» WHAT YOU NEED TO DO: Continue the passage on handing off a VoIP call between packet data and circuit switched networks from the point where it stops.

» QUOTED TEXT:
The PSI AS 46 sends the modified SIP INVITE message to the S-CSCF 44, which is the registration server for the hybrid AT/MT 66. Triggers in the S-CSCF 44 are set to include the AS 42 in the path for all calls terminating to the hybrid AT/MT 66. The modified SIP INVITE message is thus routed (via normal SIP routing procedures) to the AS 42. The AS 42 handles all calls for the hybrid AT/MT 66, and has knowledge of all existing calls. The AS 42 inspects the modified SIP INVITE message, detects the handoff (by recognizing the calling party), and establishes a dialogue between the AS 42 and the MGw 64. The AS 42 sends a SIP 200 OK signal to the S-CSCF 44, which is propagated back to the HO Function 62. The HO Function in turn sends a SIP ACK message back through the S-CSCF 44 to the AS 42, confirming the dialog establishment. The AS 42 then issues a SIP UPDATE message to the AS controlling call routing for the AT 36, to direct media (i.e., VoIP packets) transfer between the AT 36 and the MGw 64.

FIG. 2 depicts the networks after the handoff is complete. The heavy lines show the flow of the voice call: from the AT 36, through the PD BSC 34, and to the PDSN 32. Enhanced Variable Rate CODEC (EVRC) encoded voice packets are then transmitted via Real-time Transport Protocol (RTP) or Internet Protocol (IP) to the MGw 64. The MGW 64 translates the ERVC voice data to the 64 kbs Pulse Code Modulated (PCM) format of the circuit switched wireless network 20 backhaul, and transmits it to the MSC 22 over the dedicated handoff trunk. The MSC 22 sends the voice signals to the CS BSC 24 over an A2 interface, which transmits them to the hybrid AT/MT 66 on a dedicated channel. Voice signals in the opposite direction follow the reverse path.

FIGS. 3 and 4 depict a similar handoff in the case of a roaming hybrid AT/MT 66. Referring to FIG. 3, the wireless network is divided into a home area 68 and a roaming area 69. The home area network includes at least the AS 42, S-CSCF 44, and PSI AS 46, and may optionally include a I-SCSF 48, as previously described. The roaming area network includes a circuit switched wireless network 20, a packet data wireless network 30, a transition network 60, and the Proxy-CSCF 50.

40 Another network 70, to which the other party of the VoIP call is connected, comprises a AS 72, a S-CSCF 74, an optional I-CSCF 76, a P-CSCF 78, a PDSN 80, and a PD BSC 82, with functionality as previously described. The flow of VoIP packets from the other party is indicated by heavy lines. Voice packets are routed from the AT 36 to the PD BSC 82, through the PDSN 80 and to the PDSN 32, as EVRC over an RTP or IP link. The voice packets are then routed to the PD BSC 34, and transmitted to the hybrid AT/MT 66. Voice packets in the opposite direction follow the reverse path.

» PROVIDED INFORMATION:
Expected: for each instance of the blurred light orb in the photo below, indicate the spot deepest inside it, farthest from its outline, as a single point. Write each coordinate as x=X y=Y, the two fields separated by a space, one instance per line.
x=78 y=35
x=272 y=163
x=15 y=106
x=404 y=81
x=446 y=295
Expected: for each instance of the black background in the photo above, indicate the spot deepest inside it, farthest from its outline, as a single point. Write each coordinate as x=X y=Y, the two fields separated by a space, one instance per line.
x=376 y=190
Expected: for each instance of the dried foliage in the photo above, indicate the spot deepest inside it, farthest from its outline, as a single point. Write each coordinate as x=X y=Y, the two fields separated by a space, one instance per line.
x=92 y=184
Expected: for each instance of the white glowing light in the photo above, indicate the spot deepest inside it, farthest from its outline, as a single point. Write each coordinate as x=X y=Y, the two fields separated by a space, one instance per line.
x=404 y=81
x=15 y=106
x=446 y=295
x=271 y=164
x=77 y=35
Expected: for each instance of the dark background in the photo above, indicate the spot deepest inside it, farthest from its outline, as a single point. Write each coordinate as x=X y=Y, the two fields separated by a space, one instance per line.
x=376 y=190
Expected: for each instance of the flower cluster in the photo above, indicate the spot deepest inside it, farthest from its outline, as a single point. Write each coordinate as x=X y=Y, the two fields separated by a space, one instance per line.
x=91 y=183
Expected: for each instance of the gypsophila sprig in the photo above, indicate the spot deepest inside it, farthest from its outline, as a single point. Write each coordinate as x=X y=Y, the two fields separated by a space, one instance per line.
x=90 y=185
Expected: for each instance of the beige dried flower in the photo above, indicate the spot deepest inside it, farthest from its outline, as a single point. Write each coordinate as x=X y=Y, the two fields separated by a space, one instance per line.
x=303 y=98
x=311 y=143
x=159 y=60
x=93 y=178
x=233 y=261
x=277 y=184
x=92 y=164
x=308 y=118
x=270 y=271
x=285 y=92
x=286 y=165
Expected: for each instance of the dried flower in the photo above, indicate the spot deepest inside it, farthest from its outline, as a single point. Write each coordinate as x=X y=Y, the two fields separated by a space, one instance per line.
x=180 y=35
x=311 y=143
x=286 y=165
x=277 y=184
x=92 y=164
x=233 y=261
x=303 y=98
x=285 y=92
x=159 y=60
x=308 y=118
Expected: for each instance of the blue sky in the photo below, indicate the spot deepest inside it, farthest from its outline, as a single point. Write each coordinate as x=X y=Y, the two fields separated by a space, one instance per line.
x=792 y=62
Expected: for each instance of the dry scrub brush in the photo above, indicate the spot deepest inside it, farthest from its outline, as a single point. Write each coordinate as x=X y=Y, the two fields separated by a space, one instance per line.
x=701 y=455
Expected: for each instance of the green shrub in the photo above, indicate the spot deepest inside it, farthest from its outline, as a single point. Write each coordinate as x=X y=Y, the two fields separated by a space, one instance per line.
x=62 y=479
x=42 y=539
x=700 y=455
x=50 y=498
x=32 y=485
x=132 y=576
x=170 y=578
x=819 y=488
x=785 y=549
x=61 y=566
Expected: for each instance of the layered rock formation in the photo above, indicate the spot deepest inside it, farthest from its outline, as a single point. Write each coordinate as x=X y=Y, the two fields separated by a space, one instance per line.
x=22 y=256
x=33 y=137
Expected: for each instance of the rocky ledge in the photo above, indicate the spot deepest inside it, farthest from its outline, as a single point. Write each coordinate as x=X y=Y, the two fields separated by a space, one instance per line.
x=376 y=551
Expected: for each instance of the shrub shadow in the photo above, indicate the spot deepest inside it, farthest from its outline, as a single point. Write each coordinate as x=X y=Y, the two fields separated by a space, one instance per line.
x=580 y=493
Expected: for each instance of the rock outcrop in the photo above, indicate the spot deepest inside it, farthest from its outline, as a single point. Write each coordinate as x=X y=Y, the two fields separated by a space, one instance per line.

» OUTPUT FOR THIS TASK:
As the user of the hybrid AT/MT 66 moves further from the radio transceivers of the PD BSC 34, the PD BSC 34 determines a handoff is required. If the user is moving to a geographic area served by the circuit switched wireless network 20 but not by another packet data wireless network, the PD BSC 34 may utilize the HO Function 62 to facilitate handing off the hybrid AT/MT 66 to the circuit switched wireless network 20.

42 Similarly to the non-roaming case describe above with reference to FIG. 1 and 2, the PD BSC 34 sends a handoff indication to the HO Function 62. The HO Function 62 generates (either itself or by decapsulating the handoff indication) and forwards an emulated handoff request to the MSC 22, receives handoff radio parameters from the MSC 22, encapsulates them in data packets, and forwards them to the PD BSC 34, which transmits the handoff radio parameters to the hybrid AT/MT 66, allowing it to tune to the frequency of the circuit switched wireless network 20.

The HO Function 62 also generates a SIP INVITE message “To” the PSI AS 46 and “From” (P-asserted ID) the hybrid AT/MT 66 and forwards the SIP INVITE message to the home area network 68. The INVITE is routed to the PSI AS 46, which swaps the called and calling party identifiers and forwards the message to the S-CSCF 44, which routes it to the AS 42 that controls calls for the hybrid AT/MT 66. The AS 42 detects the handoff, and sets up a dialog between the AS 42 and the MGw 64. The AS 42 additionally sends a SIP UPDATE message to the AS 72 that controls calls for the other party, directing its data stream to the MGw 64.

FIG. 4 depicts the networks following a successful handoff, with the call routing depicted by heavy lines. Voice packets are transmitted from the AT 36 to the PD BSC 82. The packets are then routed through the PDSN 80, which sends packetized EVRC data over an RTP or IP link to the MGw 64. The MGw 64 converts the voice signals from EVRC packets to PCM, and forwards them to the MSC 22 over a dedicated trunk. The MSC 22 forwards the voice signals to the CS BSC 24 over an A2 interface, and the CS BSC 24 transmits them to the hybrid AT/MT 66 over a dedicated channel. Voices signals in the opposite direction follow the reverse path.

FIG. 5 depicts a roaming AT/MT 66 in a VoIP call with a party on the Public Switched Telephone Network (PSTN). A PSTN interface network 84 includes a Media Gateway Control Function (MGCF) 90 controlling a Media Gateway (MGw) 88 that is connected to the PSTN 86 over a time division multiplexed (TDM) link. The MGw 88 converts voice signals from EVRC or PCM on TDM to EVRC data packets and transmits them over an RTP or IP link to the PDSN 32. The PDSN 32 sends the voice data packets to the PD BSC 34, which transmits them to the hybrid AT/MT 66. VoIP packets in the opposite direction follow the reverse path.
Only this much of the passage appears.